### Work instructions
Each line from the one that contains "dark background, each" through the end of the entries should be repeated exactly, with nothing added.

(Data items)
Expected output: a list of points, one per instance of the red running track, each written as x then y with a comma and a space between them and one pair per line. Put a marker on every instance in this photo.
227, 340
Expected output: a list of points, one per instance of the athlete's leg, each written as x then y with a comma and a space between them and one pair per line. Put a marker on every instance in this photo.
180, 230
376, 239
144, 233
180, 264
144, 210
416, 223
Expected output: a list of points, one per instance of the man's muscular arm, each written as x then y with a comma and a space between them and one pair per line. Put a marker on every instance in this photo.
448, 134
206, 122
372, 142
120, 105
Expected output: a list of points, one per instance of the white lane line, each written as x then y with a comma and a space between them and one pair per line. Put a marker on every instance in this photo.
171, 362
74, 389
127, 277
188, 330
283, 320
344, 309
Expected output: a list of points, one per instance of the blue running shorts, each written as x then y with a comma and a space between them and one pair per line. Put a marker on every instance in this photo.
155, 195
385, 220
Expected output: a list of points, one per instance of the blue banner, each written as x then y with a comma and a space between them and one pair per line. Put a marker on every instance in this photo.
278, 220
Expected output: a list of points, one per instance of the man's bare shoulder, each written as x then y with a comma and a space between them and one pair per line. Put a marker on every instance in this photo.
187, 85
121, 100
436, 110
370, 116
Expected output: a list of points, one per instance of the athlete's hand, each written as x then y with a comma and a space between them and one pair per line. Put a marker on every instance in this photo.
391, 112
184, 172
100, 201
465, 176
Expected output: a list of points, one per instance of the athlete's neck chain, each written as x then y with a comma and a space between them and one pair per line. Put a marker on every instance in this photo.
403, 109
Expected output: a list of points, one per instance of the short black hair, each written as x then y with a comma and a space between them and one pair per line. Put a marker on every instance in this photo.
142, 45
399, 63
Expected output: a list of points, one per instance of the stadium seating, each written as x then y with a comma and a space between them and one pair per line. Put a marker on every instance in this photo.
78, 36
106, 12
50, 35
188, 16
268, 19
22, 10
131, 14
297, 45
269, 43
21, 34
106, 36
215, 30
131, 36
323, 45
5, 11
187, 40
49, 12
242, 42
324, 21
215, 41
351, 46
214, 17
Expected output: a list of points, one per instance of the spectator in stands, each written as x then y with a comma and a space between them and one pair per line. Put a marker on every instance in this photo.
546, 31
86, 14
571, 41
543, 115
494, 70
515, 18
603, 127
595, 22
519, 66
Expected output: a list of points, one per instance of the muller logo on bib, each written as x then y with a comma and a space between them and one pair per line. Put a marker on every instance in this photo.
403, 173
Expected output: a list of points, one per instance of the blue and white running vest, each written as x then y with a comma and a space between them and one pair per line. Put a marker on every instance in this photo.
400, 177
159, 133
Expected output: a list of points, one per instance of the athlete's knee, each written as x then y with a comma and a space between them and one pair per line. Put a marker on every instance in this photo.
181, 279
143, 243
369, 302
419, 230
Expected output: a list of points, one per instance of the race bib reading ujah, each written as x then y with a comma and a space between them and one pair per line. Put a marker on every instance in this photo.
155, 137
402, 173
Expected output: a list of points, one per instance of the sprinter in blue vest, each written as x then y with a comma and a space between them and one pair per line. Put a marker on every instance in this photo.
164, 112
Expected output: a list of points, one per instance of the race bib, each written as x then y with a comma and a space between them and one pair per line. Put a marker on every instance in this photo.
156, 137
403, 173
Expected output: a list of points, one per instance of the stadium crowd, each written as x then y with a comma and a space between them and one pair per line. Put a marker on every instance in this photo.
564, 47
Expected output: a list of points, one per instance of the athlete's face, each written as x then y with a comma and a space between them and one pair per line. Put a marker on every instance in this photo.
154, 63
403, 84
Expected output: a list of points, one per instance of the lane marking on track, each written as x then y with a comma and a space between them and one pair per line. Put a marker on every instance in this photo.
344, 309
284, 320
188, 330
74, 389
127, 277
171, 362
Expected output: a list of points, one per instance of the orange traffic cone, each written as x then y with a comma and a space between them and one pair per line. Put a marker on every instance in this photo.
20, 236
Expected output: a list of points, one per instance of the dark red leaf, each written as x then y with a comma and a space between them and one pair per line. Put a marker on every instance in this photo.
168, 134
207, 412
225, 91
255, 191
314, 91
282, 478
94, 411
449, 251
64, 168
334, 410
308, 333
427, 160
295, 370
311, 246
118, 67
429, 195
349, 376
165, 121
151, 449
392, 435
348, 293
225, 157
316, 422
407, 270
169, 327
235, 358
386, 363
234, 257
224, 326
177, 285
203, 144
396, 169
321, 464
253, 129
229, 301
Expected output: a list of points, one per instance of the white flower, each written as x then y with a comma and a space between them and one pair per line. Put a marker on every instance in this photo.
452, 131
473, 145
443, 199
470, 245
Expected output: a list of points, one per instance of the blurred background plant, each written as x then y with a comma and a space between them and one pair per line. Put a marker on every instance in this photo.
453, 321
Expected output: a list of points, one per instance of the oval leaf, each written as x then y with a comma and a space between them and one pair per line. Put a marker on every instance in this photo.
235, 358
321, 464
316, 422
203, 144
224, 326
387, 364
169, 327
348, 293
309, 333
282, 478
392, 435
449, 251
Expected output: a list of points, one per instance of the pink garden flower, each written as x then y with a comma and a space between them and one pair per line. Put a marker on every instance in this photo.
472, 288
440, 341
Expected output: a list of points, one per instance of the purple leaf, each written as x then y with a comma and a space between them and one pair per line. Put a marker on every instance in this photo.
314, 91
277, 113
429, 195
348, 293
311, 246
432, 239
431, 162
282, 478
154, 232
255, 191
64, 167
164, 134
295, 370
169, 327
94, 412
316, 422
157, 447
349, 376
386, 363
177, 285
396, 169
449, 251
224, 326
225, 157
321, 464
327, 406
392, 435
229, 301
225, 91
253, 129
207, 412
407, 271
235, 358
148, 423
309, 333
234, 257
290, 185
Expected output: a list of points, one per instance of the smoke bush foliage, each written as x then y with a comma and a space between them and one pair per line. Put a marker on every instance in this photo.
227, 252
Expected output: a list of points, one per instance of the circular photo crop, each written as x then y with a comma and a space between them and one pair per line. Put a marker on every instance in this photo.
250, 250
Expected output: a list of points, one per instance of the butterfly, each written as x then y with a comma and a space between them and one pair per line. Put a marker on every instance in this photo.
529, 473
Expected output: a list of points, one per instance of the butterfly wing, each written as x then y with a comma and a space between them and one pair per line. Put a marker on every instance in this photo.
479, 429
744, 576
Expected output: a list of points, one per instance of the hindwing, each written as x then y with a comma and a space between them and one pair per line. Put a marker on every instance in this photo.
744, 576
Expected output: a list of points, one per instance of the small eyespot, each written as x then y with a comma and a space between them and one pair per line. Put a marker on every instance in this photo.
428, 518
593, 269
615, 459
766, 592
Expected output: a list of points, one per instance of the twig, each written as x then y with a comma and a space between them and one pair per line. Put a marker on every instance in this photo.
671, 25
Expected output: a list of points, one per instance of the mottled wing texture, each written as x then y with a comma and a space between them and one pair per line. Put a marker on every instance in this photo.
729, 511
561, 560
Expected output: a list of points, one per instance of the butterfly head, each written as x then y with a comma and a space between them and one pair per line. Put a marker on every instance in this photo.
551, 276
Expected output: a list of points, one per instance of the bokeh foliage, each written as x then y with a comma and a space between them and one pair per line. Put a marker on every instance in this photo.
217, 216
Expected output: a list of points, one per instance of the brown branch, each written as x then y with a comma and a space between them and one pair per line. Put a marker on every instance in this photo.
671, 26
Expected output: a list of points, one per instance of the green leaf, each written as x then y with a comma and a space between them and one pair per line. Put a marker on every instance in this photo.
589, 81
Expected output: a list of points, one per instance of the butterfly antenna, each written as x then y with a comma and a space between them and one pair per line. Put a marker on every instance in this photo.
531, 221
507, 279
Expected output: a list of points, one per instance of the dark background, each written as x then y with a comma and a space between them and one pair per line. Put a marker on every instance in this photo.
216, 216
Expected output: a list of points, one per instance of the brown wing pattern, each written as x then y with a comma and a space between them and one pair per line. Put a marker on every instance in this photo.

### Expected answer
Expected output: a list of points, one per instance of the dark background, each written as x then y with a comma and a space between them and one pair per line. Put a marker on every instance in this photo.
216, 216
Expected output: a list of points, one per instance of the brown wing pattern, each written as x then y with a comma and a space between them and one pair per line. Put a marker on every instance in this photo.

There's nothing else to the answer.